=== DOKUMENT ===
_ _ _ _ _

Interview mit Markus Heitz

Am 16. Dezember 2005 fanden sich um 20 Uhr knapp dreißig Gäste in der Julius-Springer-Schule in Heidelberg ein, um einer Lesung von Markus Heitz, dem Autor von „Die Zwerge“, beizuwohnen. Die Lesung, organisiert und präsentiert vom Buchladen [Fun-Fiction,]http://www.fun-fiction.de stand unter dem Titel „Die Rache der Zwerge“ des gleichnamigen dritten Teils der Zwergen-Saga um den Zwerg Tungdil. Ein sichtlich gut gelaunter Markus Heitz führte die Hörer durch fünf sehr passend ausgesuchte Textstellen, die er aber zum Schluss, natürlich an der spannendsten Stelle, mit den Worten beendete: „Hier kann ich aus dramaturgischen Gründen leider nicht weiterlesen!“ Das war allerdings nicht weiter schlimm, denn durch die vertretenen Textauschnitte kam jeder auf seine Kosten, denn sowohl lustige Szenen als auch Schlachtensequenzen kamen nicht zu kurz, so dass eigentlich nur entsprechend gut gelaunte Besucher zu sehen waren.

Die Möglichkeit zum anschließenden Plausch mit dem Erfolgsautor und die Chance, ihre Bücher signieren zu lassen, nahmen dann so viele Besucher ausführlich war, dass wir uns entschlossen, das geplante Interview zunächst zu verschieben und es zu einem späteren Zeitpunkt nachzuholen. Da es bereits zahlreiche Interviews gab, in denen es um die „Ulldart-Saga“ ging, beschäftigten wir uns ausführlicher mit den Zwergen und den daraus entsprungenen Publikationen. Doch lest selbst:

_Martin Schneider_:
Servus Markus, wie fühlt man sich so, wenn man momentan als der „Shootingstar“ des Fantasy-Genres bezeichnet wird?

_ _ _ _ _

=== ROHDATEN ===
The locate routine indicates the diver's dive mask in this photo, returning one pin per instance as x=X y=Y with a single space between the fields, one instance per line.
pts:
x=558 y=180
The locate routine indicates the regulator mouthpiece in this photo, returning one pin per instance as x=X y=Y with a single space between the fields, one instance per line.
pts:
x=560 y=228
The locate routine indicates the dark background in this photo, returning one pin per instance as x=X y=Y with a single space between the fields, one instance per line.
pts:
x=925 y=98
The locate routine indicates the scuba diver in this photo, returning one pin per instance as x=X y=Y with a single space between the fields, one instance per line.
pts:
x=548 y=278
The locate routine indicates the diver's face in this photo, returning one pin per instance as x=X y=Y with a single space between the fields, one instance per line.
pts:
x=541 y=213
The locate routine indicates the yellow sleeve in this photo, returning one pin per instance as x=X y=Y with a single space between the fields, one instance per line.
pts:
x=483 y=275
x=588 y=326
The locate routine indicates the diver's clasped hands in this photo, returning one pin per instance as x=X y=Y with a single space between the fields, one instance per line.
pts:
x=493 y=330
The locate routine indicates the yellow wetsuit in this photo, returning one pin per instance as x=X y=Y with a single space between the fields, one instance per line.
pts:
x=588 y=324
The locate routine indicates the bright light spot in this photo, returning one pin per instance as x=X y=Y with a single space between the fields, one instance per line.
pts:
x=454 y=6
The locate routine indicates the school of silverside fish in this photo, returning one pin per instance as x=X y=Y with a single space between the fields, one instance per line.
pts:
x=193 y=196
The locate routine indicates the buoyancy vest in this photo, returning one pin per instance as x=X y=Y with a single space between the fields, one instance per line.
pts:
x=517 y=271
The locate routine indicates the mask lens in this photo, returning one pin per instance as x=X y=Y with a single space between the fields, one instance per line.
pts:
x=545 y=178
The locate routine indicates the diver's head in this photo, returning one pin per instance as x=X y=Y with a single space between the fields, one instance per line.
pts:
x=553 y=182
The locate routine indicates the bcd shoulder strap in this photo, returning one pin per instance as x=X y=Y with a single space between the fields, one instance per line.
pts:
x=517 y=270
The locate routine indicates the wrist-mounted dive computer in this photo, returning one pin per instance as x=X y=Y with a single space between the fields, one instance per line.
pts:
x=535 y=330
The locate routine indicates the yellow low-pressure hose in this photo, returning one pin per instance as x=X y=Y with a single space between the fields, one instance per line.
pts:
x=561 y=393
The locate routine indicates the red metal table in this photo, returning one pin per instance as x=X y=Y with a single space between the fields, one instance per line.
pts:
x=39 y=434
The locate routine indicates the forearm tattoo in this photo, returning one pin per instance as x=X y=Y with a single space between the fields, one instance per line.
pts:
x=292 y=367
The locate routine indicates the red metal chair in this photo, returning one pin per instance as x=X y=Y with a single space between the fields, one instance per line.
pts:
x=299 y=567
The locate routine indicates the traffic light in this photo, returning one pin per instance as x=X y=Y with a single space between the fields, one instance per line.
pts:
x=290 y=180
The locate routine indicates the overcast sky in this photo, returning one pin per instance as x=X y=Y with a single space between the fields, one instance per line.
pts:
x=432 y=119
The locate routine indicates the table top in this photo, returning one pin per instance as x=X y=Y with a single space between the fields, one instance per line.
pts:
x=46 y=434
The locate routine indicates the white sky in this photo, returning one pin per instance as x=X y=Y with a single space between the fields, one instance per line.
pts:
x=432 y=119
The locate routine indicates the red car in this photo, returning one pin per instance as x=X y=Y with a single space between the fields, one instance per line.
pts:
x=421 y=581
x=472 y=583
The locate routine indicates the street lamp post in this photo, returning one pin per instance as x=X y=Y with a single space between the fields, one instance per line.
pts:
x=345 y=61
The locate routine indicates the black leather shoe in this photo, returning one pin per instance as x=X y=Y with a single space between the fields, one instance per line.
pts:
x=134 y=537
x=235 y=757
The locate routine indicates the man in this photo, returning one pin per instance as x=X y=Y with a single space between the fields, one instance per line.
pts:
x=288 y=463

_ _ _ _ _

=== AUFGABE ===
Knüpfe an den Text über die Lesung und das Interview mit Markus Heitz an und schreibe ihn nach dem letzten Satz weiter.

=== LÖSUNG ===
_Markus Heitz_:
Viele Leute schreiben, ich wäre der „Shootingstar“. Ich bin aber immer noch der gleiche Autor wie zu meinen Anfängen bei „Ulldart“ und fühle mich auch nicht als ein Star. Ich tue das Gleiche wie vor einigen Jahren, nur dass jetzt glücklicherweise mehr Menschen meine Romane lesen. Das freut mich dann schon.

_Martin_:
Wie kam es dazu, dass „Die Zwerge“ entstanden sind?

_Markus_:
Es gab einen anderen Band, der hieß [„Die Orks“, 624 von einem Engländer namens Stan Nicholls. Der hat in Deutschland ordentlich eingeschlagen.

Und als ich dann gefragt wurde, ob ich mir vorstellen könnte, über ein klassisches Fantasyvolk zu schreiben, habe ich mir die Zwerge ausgesucht, weil ich mich mit den Zwergen besser identifizieren kann; weil sie Ecken und Kanten haben – im Gegensatz zu den Elfen.

_Martin_:
Wie findest du die Darstellung von Gimli in den „Herr der Ringe“-Filmen?

_Markus_:
Vorweg: Jackson hat gute Arbeit geleistet. Aber Gimli bekam die Rolle des Clowns, der zu viele Lacher auf seine eigenen Kosten fabrizieren musste.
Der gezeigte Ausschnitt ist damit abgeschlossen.